§ GIVEN TASK
Could you quote every one of the items below word for word?
________________________________________
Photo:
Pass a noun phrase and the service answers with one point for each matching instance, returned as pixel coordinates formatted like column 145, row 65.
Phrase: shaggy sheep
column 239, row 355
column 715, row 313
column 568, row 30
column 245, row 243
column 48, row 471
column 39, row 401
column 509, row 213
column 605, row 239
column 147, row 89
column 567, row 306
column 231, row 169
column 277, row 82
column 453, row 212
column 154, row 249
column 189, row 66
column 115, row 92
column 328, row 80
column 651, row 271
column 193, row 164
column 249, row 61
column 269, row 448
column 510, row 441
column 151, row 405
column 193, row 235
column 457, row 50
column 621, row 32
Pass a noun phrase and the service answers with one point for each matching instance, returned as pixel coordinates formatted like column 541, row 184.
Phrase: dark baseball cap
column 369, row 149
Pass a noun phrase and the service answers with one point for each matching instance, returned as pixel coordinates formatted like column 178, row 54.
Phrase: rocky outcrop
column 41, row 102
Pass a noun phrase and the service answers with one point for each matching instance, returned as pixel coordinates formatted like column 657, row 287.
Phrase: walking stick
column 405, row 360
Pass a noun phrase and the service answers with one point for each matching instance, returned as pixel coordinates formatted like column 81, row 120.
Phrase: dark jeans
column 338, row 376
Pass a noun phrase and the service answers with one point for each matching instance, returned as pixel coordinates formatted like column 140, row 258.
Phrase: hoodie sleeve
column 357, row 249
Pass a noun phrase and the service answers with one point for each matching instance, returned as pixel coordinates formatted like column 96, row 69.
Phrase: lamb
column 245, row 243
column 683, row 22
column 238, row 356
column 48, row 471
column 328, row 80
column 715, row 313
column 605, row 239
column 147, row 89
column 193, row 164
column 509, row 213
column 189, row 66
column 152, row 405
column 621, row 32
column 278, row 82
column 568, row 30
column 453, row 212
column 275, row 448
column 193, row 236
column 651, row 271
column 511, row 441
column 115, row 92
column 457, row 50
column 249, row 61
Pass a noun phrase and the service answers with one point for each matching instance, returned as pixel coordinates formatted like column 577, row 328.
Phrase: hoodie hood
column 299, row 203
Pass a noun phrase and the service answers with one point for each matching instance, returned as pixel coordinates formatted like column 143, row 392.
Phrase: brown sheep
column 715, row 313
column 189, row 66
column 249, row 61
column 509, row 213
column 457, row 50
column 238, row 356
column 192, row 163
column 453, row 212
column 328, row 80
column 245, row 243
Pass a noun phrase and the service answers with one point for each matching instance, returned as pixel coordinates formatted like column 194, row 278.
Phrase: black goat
________________________________________
§ TASK ANSWER
Photo:
Pass a noun phrase and the service answers with one point for each matching instance, returned as pixel coordinates formatted like column 145, row 65.
Phrase: shaggy sheep
column 239, row 355
column 715, row 313
column 568, row 30
column 245, row 243
column 48, row 471
column 39, row 401
column 509, row 213
column 605, row 239
column 147, row 89
column 567, row 306
column 231, row 169
column 277, row 82
column 453, row 212
column 154, row 249
column 189, row 66
column 115, row 92
column 328, row 80
column 651, row 271
column 193, row 164
column 249, row 61
column 269, row 448
column 510, row 441
column 151, row 405
column 193, row 235
column 457, row 50
column 621, row 32
Pass a noun phrase and the service answers with one point for each matching instance, returned as pixel coordinates formatted like column 541, row 184.
Phrase: dark baseball cap
column 369, row 149
Pass a noun phrase and the service answers with one point for each matching instance, returned as pixel coordinates formatted like column 178, row 54.
Phrase: rocky outcrop
column 41, row 102
Pass a noun phrase and the service answers with one point for each matching instance, returned as pixel coordinates formatted like column 657, row 287.
Phrase: walking stick
column 405, row 360
Pass a noun phrase and the service answers with one point for each matching instance, returned as pixel coordinates formatted like column 81, row 120.
Phrase: dark jeans
column 338, row 376
Pass a noun phrase and the service answers with one point for each matching instance, returned as pixel coordinates formatted like column 140, row 258.
Phrase: hoodie sleeve
column 357, row 249
Pass a noun phrase and the service answers with one point for each matching instance, returned as pixel coordinates formatted like column 96, row 69.
Phrase: lamb
column 245, row 243
column 683, row 22
column 238, row 356
column 48, row 471
column 328, row 80
column 715, row 313
column 605, row 239
column 147, row 89
column 193, row 164
column 509, row 213
column 189, row 66
column 152, row 405
column 621, row 32
column 278, row 82
column 568, row 30
column 453, row 212
column 275, row 448
column 193, row 236
column 651, row 271
column 511, row 441
column 115, row 92
column 457, row 50
column 249, row 61
Pass a noun phrase and the service answers with one point for each matching instance, returned as pixel coordinates formatted like column 577, row 328.
Phrase: hoodie hood
column 299, row 203
Pass a noun phrase and the service answers with one point for each matching instance, returned as pixel coordinates formatted like column 143, row 392.
Phrase: brown sheep
column 715, row 313
column 189, row 66
column 249, row 61
column 509, row 213
column 457, row 50
column 238, row 356
column 192, row 163
column 453, row 212
column 328, row 80
column 245, row 243
Pass a noun phrase and the service answers with one point for each matching instance, returned as pixel coordinates formatted like column 194, row 278.
Phrase: black goat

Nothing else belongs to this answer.